**OBJECTIVES**
(a) Using the text on release testing, answer each question below on its own line.
(i) What does the Test Pyramid strategy recommend a large number of?
(ii) What job did Jamie hold?
(iii) What does the testing of release testers invariably become?
(b) Report every line of the listing that contains the string "blinds". Case counts, so match only that exact capitalization.

Release Testing Is Risk Management Theatre - Agile Testing

In an agile team developers and testers collaborate on practices such as Test Driven Development and Acceptance Test Driven Development in accordance with the Test Pyramid strategy, which recommends a large number of automated unit and acceptance tests in proportion to a small number of automated end-to-end and manual tests.

Release Testing Is Risk Management Theatre - Test Pyramid

The Test Pyramid favours automated unit and acceptance tests as they offer a greater value at a lower cost. Test execution time and determinism are directly proportional to System Under Test size, and as automated unit and acceptance tests have minimal scope they provide fast, deterministic feedback. Automated end-to-end tests and exploratory testing are also valuable, but the larger System Under Test means feedback is slower and less reliable.

This testing strategy is a vast improvement upon its predecessor. Uniting developers and testers in a product team eliminates handover delays and recombines authority with responsibility, resulting in a continual emphasis upon product quality and lower lead times.

Release Testing Is Risk Management Theatre - Agile Testing Test Pyramid

Release Testing

“I was an operational acceptance tester. I worked in a separate testing team to the developers and functional testers. I never had time to find defects or understand requirements, and always got the blame” – Jamie

The transition from siloed development and testing teams to cross-functional product teams is a textbook example of how organisational change enables Continuous Delivery – faster feedback and improved quality will unlock substantial cycle time gains and decrease opportunity costs. However, all too often Continuous Delivery is impeded by Release Testing – an additional phase of automated and/or manual end-to-end regression testing, performed on the critical path independent of the product team.

Release Testing Is Risk Management Theatre - Release Testing

Release Testing is often justified as a guarantee of product quality, but in reality it is a disproportionately costly practice with little potential for defect discovery. The segregation of release testers from the product team reinserts handover delays into the value stream and dilutes responsibility for quality, increasing feedback loops and rework. Furthermore, as release testers must rely upon end-to-end tests their testing invariably becomes a Test Ice Cream Cone of slow, brittle tests with long execution times and high maintenance costs.

Release Testing Is Risk Management Theatre - Test Ice Cream Cone

The reliance of Release Testing upon end-to-end testing on the critical path means a low degree of test coverage is inevitable. Release testers will always be working to a pre-arranged business deadline outside their control, and consequently test coverage will often be curtailed to such an extent the blameless testers will find it difficult to uncover any significant defects.

**INPUT DATA**
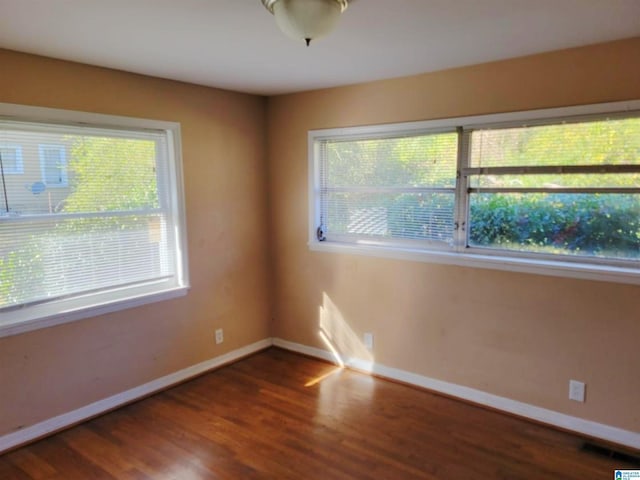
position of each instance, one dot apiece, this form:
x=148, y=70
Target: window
x=53, y=163
x=113, y=238
x=10, y=159
x=549, y=191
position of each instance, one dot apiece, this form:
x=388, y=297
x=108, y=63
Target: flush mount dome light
x=306, y=19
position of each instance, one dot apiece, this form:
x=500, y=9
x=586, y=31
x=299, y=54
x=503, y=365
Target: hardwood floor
x=278, y=415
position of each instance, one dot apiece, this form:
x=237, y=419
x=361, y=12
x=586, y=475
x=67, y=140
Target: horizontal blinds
x=568, y=189
x=598, y=142
x=84, y=210
x=389, y=188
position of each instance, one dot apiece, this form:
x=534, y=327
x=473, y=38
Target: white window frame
x=64, y=179
x=36, y=316
x=19, y=169
x=460, y=254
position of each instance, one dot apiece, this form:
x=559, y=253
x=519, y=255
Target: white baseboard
x=65, y=420
x=550, y=417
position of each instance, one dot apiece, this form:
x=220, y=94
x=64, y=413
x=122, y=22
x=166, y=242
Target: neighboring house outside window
x=553, y=192
x=53, y=163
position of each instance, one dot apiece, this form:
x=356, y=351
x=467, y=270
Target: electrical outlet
x=368, y=340
x=219, y=336
x=576, y=390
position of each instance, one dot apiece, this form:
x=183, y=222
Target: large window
x=10, y=159
x=554, y=191
x=94, y=223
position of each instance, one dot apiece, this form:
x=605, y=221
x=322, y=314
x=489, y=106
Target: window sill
x=17, y=325
x=602, y=273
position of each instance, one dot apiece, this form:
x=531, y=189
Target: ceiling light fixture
x=306, y=19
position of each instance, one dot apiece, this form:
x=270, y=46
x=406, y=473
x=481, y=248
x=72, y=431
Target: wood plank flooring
x=278, y=415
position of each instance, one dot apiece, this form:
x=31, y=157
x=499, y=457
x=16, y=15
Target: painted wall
x=520, y=336
x=55, y=370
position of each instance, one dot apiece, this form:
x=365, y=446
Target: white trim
x=80, y=313
x=581, y=268
x=52, y=425
x=550, y=417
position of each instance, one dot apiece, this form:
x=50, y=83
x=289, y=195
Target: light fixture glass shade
x=306, y=19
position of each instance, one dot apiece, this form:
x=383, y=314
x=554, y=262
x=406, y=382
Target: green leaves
x=602, y=225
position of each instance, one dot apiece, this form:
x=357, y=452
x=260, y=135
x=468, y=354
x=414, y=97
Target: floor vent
x=614, y=454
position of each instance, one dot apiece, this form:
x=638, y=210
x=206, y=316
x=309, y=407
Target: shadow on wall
x=343, y=343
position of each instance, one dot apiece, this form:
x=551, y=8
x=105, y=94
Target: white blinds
x=82, y=210
x=388, y=189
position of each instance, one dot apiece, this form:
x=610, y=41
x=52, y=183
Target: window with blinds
x=91, y=217
x=561, y=189
x=549, y=191
x=388, y=190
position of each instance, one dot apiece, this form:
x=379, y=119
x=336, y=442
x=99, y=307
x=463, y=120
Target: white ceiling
x=235, y=44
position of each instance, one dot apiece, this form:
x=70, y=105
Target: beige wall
x=521, y=336
x=55, y=370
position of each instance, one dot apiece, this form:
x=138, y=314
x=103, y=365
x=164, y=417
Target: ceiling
x=235, y=44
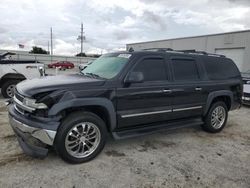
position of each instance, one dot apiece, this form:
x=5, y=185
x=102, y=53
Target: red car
x=62, y=64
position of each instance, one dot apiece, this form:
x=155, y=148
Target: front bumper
x=33, y=135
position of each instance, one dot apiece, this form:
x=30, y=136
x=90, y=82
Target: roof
x=197, y=36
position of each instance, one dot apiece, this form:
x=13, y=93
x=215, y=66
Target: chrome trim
x=44, y=135
x=145, y=113
x=15, y=106
x=189, y=108
x=27, y=108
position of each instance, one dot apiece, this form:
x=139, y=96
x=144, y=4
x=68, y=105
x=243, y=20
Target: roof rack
x=183, y=51
x=158, y=49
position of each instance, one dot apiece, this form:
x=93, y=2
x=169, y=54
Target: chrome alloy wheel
x=10, y=90
x=218, y=117
x=82, y=139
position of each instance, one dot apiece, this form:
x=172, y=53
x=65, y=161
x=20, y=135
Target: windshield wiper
x=93, y=75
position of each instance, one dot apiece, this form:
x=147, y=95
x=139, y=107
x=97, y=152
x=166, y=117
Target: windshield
x=107, y=66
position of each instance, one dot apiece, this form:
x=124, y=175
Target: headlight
x=32, y=103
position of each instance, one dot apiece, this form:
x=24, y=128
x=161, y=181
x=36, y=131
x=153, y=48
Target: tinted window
x=220, y=68
x=107, y=66
x=185, y=69
x=153, y=69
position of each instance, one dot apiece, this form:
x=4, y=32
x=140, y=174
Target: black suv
x=124, y=94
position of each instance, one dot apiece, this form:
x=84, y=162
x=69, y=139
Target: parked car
x=62, y=65
x=15, y=71
x=84, y=65
x=124, y=94
x=246, y=88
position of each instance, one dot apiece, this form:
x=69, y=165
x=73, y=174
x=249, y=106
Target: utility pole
x=51, y=42
x=48, y=47
x=81, y=37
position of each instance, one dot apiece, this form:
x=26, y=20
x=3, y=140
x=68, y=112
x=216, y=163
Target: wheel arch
x=223, y=95
x=100, y=106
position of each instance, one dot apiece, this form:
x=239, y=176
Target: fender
x=215, y=94
x=95, y=101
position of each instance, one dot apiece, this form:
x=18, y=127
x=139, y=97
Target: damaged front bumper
x=33, y=135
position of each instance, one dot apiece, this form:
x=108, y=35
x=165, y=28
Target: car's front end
x=29, y=109
x=34, y=133
x=246, y=88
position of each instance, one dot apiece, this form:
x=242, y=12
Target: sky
x=110, y=24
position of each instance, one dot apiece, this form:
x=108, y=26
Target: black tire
x=67, y=124
x=208, y=127
x=6, y=85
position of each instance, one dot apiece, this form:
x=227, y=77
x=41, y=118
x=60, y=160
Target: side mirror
x=134, y=77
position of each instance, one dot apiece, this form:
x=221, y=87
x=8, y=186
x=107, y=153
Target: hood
x=52, y=83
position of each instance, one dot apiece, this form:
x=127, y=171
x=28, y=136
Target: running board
x=140, y=131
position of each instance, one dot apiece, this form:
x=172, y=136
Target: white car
x=15, y=71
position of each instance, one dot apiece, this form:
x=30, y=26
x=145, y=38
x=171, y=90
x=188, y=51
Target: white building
x=235, y=45
x=46, y=59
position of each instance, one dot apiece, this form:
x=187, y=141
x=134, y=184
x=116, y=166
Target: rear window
x=185, y=70
x=220, y=68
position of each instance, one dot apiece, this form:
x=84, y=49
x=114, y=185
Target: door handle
x=198, y=89
x=167, y=91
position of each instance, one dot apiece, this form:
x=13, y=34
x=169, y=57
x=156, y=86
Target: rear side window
x=220, y=68
x=153, y=69
x=185, y=70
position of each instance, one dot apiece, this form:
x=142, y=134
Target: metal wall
x=46, y=59
x=224, y=42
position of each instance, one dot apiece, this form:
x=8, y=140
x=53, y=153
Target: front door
x=147, y=102
x=187, y=88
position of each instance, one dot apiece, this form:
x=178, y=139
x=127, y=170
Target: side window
x=153, y=69
x=185, y=69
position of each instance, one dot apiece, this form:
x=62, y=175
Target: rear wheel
x=81, y=137
x=216, y=118
x=8, y=88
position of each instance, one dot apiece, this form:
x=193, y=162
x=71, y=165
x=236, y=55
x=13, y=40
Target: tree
x=81, y=55
x=38, y=50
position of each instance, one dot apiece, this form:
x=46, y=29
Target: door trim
x=189, y=108
x=160, y=111
x=145, y=113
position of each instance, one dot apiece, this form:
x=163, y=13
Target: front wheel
x=216, y=118
x=81, y=137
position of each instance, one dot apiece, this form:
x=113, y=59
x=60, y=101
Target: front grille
x=18, y=103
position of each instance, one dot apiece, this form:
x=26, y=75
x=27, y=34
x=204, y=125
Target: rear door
x=143, y=103
x=189, y=95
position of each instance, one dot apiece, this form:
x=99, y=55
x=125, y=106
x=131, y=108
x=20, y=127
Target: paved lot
x=181, y=158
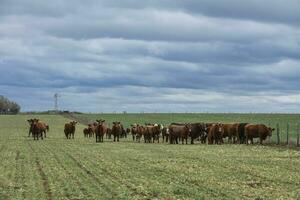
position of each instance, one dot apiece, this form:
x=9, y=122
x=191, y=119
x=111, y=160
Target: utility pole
x=56, y=101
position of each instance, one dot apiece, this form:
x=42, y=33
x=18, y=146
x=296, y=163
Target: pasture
x=57, y=168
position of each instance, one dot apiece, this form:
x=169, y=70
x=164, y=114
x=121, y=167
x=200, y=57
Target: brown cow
x=140, y=132
x=37, y=128
x=70, y=129
x=152, y=132
x=198, y=130
x=117, y=130
x=108, y=133
x=230, y=131
x=92, y=129
x=241, y=138
x=179, y=131
x=42, y=126
x=86, y=132
x=134, y=130
x=101, y=129
x=165, y=134
x=260, y=131
x=215, y=134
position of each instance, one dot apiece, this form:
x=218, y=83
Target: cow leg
x=260, y=140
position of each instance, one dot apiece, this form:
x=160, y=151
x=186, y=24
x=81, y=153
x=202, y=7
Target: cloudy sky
x=152, y=55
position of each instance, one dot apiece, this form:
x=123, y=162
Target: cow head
x=100, y=121
x=73, y=123
x=188, y=127
x=219, y=127
x=270, y=130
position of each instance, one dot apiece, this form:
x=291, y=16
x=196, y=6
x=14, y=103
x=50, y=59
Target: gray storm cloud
x=168, y=56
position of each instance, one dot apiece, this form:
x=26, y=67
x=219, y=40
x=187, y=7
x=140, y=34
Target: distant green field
x=268, y=119
x=57, y=168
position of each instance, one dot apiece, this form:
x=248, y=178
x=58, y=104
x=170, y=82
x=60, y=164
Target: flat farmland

**WRITTEN RESPONSES**
(a)
(i) Automated unit and acceptance tests
(ii) Operational acceptance tester
(iii) A Test Ice Cream Cone of slow, brittle tests with long execution times and high maintenance costs

(b)
Target: horizontal blinds
Target: white blinds
Target: window with blinds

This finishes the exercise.